> **Assigned task**: What you should output is the data below, unchanged in every character.

> **Given entries**:
____________

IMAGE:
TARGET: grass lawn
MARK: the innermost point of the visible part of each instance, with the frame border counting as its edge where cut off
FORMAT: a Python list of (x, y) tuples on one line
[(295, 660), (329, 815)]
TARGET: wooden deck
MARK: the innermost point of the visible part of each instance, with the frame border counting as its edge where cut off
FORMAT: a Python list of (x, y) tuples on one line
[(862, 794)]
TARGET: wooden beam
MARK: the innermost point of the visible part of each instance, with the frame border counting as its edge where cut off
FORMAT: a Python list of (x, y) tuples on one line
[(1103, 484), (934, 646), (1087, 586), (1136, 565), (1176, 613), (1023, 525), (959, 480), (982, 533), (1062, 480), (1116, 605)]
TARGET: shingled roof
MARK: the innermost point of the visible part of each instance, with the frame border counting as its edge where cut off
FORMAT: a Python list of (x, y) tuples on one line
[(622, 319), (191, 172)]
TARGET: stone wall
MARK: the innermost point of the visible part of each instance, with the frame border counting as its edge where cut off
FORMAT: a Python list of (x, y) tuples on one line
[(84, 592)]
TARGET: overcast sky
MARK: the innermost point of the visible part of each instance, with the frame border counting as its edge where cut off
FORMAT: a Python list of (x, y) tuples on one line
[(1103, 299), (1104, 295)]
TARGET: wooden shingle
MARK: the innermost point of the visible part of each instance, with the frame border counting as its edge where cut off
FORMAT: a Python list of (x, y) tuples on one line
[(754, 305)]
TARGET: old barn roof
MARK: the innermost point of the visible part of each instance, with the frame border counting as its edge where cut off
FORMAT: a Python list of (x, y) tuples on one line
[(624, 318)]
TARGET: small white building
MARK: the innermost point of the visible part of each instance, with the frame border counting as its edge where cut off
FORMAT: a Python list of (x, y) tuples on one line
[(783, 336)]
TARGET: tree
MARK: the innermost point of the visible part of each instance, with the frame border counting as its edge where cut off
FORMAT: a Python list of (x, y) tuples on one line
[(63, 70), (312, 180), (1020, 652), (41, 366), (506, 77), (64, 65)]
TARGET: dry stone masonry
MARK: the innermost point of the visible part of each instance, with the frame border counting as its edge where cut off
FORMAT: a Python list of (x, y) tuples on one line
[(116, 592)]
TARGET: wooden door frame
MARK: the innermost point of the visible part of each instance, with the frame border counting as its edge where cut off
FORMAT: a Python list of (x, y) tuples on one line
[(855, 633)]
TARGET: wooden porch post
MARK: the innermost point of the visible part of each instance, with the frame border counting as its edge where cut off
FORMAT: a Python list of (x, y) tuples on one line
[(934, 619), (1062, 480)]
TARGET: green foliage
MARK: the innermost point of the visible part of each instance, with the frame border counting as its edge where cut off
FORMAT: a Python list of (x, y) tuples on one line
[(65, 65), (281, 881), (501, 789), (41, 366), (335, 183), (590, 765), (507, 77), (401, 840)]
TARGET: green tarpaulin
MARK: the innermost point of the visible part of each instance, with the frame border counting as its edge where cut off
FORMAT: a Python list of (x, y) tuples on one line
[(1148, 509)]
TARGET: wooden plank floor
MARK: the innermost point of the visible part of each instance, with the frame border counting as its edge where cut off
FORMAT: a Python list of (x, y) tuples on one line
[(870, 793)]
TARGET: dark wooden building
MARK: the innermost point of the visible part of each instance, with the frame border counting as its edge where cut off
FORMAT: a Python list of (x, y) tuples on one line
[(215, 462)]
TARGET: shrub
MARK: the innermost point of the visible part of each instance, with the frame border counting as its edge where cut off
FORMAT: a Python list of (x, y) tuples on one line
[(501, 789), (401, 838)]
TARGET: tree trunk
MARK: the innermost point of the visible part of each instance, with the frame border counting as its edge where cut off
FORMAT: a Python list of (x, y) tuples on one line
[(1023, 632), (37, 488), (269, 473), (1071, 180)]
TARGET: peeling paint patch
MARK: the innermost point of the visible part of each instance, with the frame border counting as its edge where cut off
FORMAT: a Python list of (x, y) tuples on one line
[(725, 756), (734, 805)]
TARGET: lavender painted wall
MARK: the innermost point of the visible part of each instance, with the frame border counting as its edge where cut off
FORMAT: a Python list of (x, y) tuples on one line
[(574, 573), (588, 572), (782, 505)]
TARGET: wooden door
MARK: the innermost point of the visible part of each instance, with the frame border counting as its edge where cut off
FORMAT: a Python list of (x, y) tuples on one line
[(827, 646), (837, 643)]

____________

> **Response for this exercise**:
IMAGE:
TARGET: grass lawn
MARK: the innermost point of the visible part of each instance, with the frame border counting as its edge where cut off
FORMAT: a Python list of (x, y) tuples on one line
[(295, 660), (329, 815)]
TARGET: wooden deck
MARK: the innermost point of the visible part of each instance, with the frame border counting as its edge where cut off
FORMAT: a Python list of (x, y) tuples on one line
[(862, 794)]
TARGET: wooden beam
MARK: the innermost point of the visible part of each instance, with the frame border counting as its edge where cut off
FORMAT: a Python list of (x, y) tuples on one line
[(1103, 484), (934, 646), (1087, 586), (1136, 565), (1176, 613), (1023, 525), (959, 480), (982, 533), (1062, 480), (1116, 605)]
TARGET: shingled roof
MARK: the innermost point of the visible part of each instance, with the frame border counting as its edge where cut off
FORMAT: a Python list of (x, y) tuples on one line
[(622, 319), (191, 172)]
TARGET: stone wall
MARK: the innermost point of the visible part of each instance, with the frame border counting as its edge where cut off
FORMAT: a Python list of (x, y) tuples on one line
[(84, 592)]
TARGET: overcast sky
MARK: the innermost point of the visible part of each instance, with the frame border counting as its edge where cut off
FORMAT: a Python list of (x, y) tuples on one line
[(1103, 299), (1104, 295)]
TARGET: wooden shingle
MARK: the innermost point of the visible part of each instance, with the frame border counting as its edge where cut off
FORMAT: a Python list of (x, y) tuples on one line
[(754, 305)]
TARGET: old barn roof
MARK: the innermost point of the visible part of each instance, with the frame border counting as its edge where cut off
FORMAT: a Python list of (x, y) tuples on one line
[(624, 318)]
TARGET: small white building
MARK: the innermost point of the visible part of each instance, with the frame border counting as its edge where cut off
FORMAT: a Python list of (x, y) tuples on one line
[(783, 336)]
TARGET: tree
MARK: the innermost point of the visible part of each instance, with the frame border counting as its edge where cut off
FORMAT: a Python list of (x, y) tuples on one line
[(63, 70), (312, 180), (1020, 652), (41, 366), (506, 77), (64, 65)]
TARGET: dry stone masonry
MARK: the innermost point of the visible part of each instance, with the frame border counting as its edge where cut off
FORMAT: a Python list of (x, y) tuples on one line
[(116, 592)]
TARGET: wooden door frame
MARK: the innermost point of the visible part of each instance, with the frame border counting as its edge where cut off
FORMAT: a Python list of (x, y) tuples on one line
[(855, 633)]
TARGET: wooden porch post
MARK: the innermost point of the visible part of each instance, with the frame border counting as its edge where cut off
FORMAT: a Python list of (x, y) tuples on one line
[(934, 619), (1062, 480)]
TARGET: green foliage
MARK: the innermost point of the visible part of each instance, with the frame border counting as its edge where cut off
FORMAT: a Python list of (x, y) tuples on one line
[(65, 65), (281, 881), (501, 789), (41, 366), (335, 183), (590, 765), (507, 77), (401, 840)]
TARGET: green tarpaulin
MARK: the innermost point of the visible part of each instance, with the frame border counting as its edge where cut off
FORMAT: a Python list of (x, y) tuples on one line
[(1148, 509)]
TARGET: wooden plank floor
MARK: the innermost point of the visible part of each instance, with the frame border counting as its edge where cut off
FORMAT: a Python list of (x, y) tuples on one line
[(870, 793)]
TARGET: dark wooden building
MARK: the innermost point of the visible part of each instance, with the frame border counting as its edge where cut off
FORMAT: a Python list of (x, y) tuples on one line
[(215, 462)]
TARGET: shrub
MARK: the innermost point of the visible part of each instance, with the frame border counting as its edge where cut off
FORMAT: a Python list of (x, y) tuples on one line
[(501, 789), (401, 838)]
TARGET: tree trunk
MARK: the innermost point of the visible part of each instance, with the frame border counting as its edge where cut off
FORMAT: a Python list of (x, y) tuples on one line
[(1023, 632), (37, 488), (269, 473), (1071, 180)]
TARGET: peeling paint patch
MARK: the innermost point of the visible part of each instance, with the frame border counting as its edge where cut off
FORMAT: a Python list of (x, y) tuples on one line
[(725, 756), (734, 805)]
TARGET: lavender painted wall
MARK: the innermost point of the visible part of each instance, with the frame border counting as its edge where cut off
FORMAT: a Python list of (x, y) tuples on one line
[(574, 573), (588, 572), (782, 505)]
TARGET: wooden door
MARK: the innermost point of the visible part of each instance, with the frame border counting as its edge where cut off
FORMAT: a Python list of (x, y) tuples on one line
[(827, 646), (837, 643)]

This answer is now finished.